Records drawn from a dataset:

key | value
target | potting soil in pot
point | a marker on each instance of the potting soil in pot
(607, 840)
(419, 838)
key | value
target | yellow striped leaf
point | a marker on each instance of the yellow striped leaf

Your goal → Repeat all the records without altering a single word.

Output of the exercise →
key | value
target | potting soil in pot
point | a marker on each instance of the potting soil in pot
(607, 840)
(419, 838)
key | value
target | yellow striped leaf
point | a marker on each instance of the yellow striped leaf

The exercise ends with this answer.